▶ Given request
Transcribe the listing below line for line, without changing a word. Leave the pictures out of your answer.

▶ Record extracts
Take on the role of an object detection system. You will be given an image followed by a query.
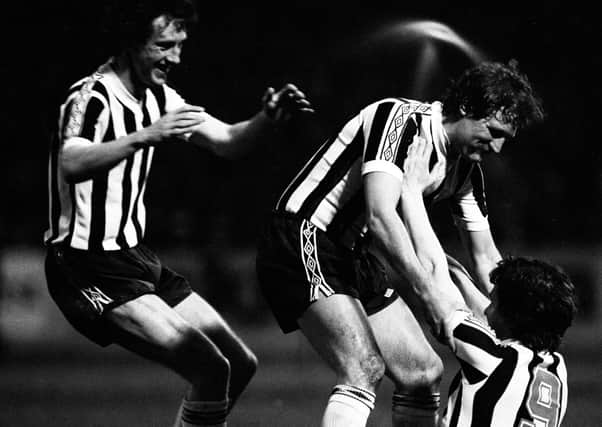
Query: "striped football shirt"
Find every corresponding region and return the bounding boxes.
[44,62,184,250]
[441,310,567,427]
[276,98,489,246]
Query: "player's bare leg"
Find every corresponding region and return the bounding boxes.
[174,293,257,408]
[369,298,443,427]
[298,294,385,427]
[107,295,255,426]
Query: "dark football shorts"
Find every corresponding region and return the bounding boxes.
[45,245,192,346]
[257,212,398,333]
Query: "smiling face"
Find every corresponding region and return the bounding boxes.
[130,16,187,89]
[448,112,516,162]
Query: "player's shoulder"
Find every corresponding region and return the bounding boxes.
[69,69,111,104]
[364,97,436,115]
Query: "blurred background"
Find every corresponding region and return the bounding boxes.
[0,1,602,426]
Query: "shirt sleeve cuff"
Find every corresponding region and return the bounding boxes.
[362,160,403,182]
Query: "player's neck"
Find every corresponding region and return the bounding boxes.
[111,55,146,100]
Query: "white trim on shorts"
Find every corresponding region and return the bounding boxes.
[299,220,335,302]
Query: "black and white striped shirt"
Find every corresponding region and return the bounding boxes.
[276,98,489,249]
[441,310,568,427]
[44,62,184,250]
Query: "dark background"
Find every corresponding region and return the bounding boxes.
[0,1,602,427]
[0,1,602,251]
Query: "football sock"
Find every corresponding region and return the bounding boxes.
[174,398,228,427]
[321,384,376,427]
[392,393,441,427]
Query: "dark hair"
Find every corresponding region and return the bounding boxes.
[442,60,544,129]
[101,0,197,55]
[490,257,577,351]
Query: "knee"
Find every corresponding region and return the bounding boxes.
[172,327,231,383]
[343,353,386,389]
[233,349,259,381]
[396,355,443,393]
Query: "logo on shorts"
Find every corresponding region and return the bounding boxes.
[81,286,113,314]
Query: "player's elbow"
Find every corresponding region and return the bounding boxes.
[60,157,86,184]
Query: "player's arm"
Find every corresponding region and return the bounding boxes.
[59,104,203,183]
[400,138,466,336]
[447,256,490,323]
[459,228,502,295]
[190,84,313,158]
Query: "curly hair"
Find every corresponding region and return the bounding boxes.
[102,0,198,55]
[490,257,577,351]
[442,60,544,129]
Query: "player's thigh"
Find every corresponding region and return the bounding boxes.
[174,292,256,363]
[298,294,384,381]
[368,298,443,386]
[105,294,223,367]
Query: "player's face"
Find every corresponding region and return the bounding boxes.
[132,16,187,87]
[450,112,516,162]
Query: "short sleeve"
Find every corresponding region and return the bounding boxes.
[61,81,109,144]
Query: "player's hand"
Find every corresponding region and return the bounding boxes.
[261,83,314,123]
[143,104,205,145]
[402,136,445,194]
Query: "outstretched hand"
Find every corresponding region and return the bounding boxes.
[402,136,445,194]
[144,104,205,145]
[261,83,314,123]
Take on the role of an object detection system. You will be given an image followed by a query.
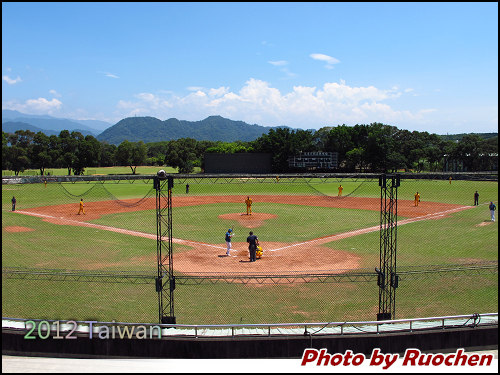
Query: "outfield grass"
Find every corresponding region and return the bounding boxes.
[2,175,498,324]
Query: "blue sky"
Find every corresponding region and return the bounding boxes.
[2,2,498,134]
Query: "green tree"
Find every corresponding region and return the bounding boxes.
[116,140,148,174]
[9,146,30,176]
[320,124,354,168]
[251,128,314,173]
[2,130,10,170]
[98,141,117,167]
[456,134,483,172]
[58,130,78,175]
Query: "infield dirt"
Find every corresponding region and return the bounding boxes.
[16,195,469,274]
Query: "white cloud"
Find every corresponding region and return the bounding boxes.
[2,76,22,85]
[112,78,433,129]
[268,60,288,66]
[309,53,340,69]
[98,72,120,78]
[208,86,229,97]
[26,98,62,113]
[186,86,206,91]
[49,90,61,98]
[2,98,62,115]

▶ Task response
Take on the role of an object detection system. You will be given an image followed by a query.
Query: "striped football shirt"
Find every corresponding region and return the bounding boxes.
[44,62,184,250]
[441,310,567,427]
[276,98,489,246]
Query: "player's bare leg"
Find every corresponding region and return the bounding boxes.
[174,293,257,408]
[369,298,443,427]
[298,294,385,427]
[107,295,255,426]
Query: "dark football shorts"
Find every corresponding region and return the bounding boxes.
[45,245,192,346]
[257,212,398,333]
Query: "smiling face"
Find every corresponding region and return the bounding boxes.
[130,16,187,89]
[448,112,516,162]
Query: "player's shoulder"
Find every corresponding region and return the bounding boxes.
[69,69,111,104]
[364,97,436,115]
Query: "blurred background"
Find every corresponding region and return the bounding boxes.
[0,1,602,426]
Query: "shirt sleeve cuff"
Find every corresponding region and return the bounding boxes.
[362,160,403,182]
Query: "player's neck"
Find every corresponding region and return the bounding boxes.
[111,55,146,100]
Query: "white trim on shorts"
Find every corresponding region and return the bounding boxes.
[299,220,335,302]
Query: "black and white striped shirt"
Find every corresponding region and return the bounding boxes.
[276,98,489,249]
[441,310,568,427]
[44,62,184,250]
Query: "dark background"
Find every corresponding region and return the bounding boxes.
[0,1,602,427]
[0,1,602,251]
Query: "football sock"
Find every corresponding region and return the bounding boxes.
[174,398,228,427]
[321,384,376,427]
[392,393,441,427]
Query: "dark hair"
Find every corresponding region and return the bounding boxes.
[442,60,544,129]
[101,0,197,55]
[490,257,577,351]
Query: "knee"
Find every corresponding region and return the bounding boxes.
[172,327,231,383]
[343,353,386,389]
[233,349,259,381]
[396,355,443,393]
Query: "logo on shorts"
Find every corresponding region and return the bounding boxes.
[81,286,113,314]
Query: "player's elbow"
Find every corresponding region and return the bounding boxes.
[60,157,86,184]
Query: "player's arm"
Find every corresponding region and return the bounding boxes.
[59,104,203,183]
[400,138,466,336]
[447,256,490,323]
[459,228,502,295]
[190,84,313,158]
Query: "curly hair"
Find every corresponding region and return the bounding boxes.
[102,0,198,55]
[490,257,577,351]
[442,60,544,129]
Query: "player's thigh"
Find every corresponding region and return the bounding boxes.
[174,292,256,363]
[298,294,384,381]
[368,298,443,386]
[105,294,223,367]
Query: "player's face"
Find every corresponding region and return the bounding boxes.
[132,16,187,87]
[450,112,516,162]
Query: "short sleeve"
Find every corresponding region and return the bounding boxes.
[61,81,109,144]
Query: "player's hand"
Find every corresponding region and return the bounding boxes.
[261,83,314,123]
[143,104,205,145]
[402,136,445,194]
Query: "outstretched hand"
Find every corresponding region and return the bounding boxes.
[402,136,445,194]
[144,104,205,145]
[261,83,314,123]
Take on the role of an object detection system. You will be given an image followed by a query.
Query: "outfield grass"
Find every corresponding region and return the bounding boxes.
[2,175,498,324]
Query: "blue sky"
Find every corresponding region and return the bounding boxes.
[2,2,498,134]
Query: "green tree"
Find every corresponding region and return the bounding boxes.
[116,140,148,174]
[9,146,30,176]
[320,124,354,168]
[251,128,314,173]
[2,130,10,170]
[98,141,117,167]
[456,134,483,172]
[58,130,78,175]
Query: "infield dirt"
Find every corresponding region and return the bounding boxes.
[16,195,469,274]
Query: "white cloud"
Find every corresponding region and return the bounding boxes.
[2,76,22,85]
[112,78,433,129]
[268,60,288,66]
[309,53,340,69]
[98,72,120,78]
[208,86,229,97]
[26,98,62,113]
[186,86,206,91]
[49,90,61,98]
[2,98,62,115]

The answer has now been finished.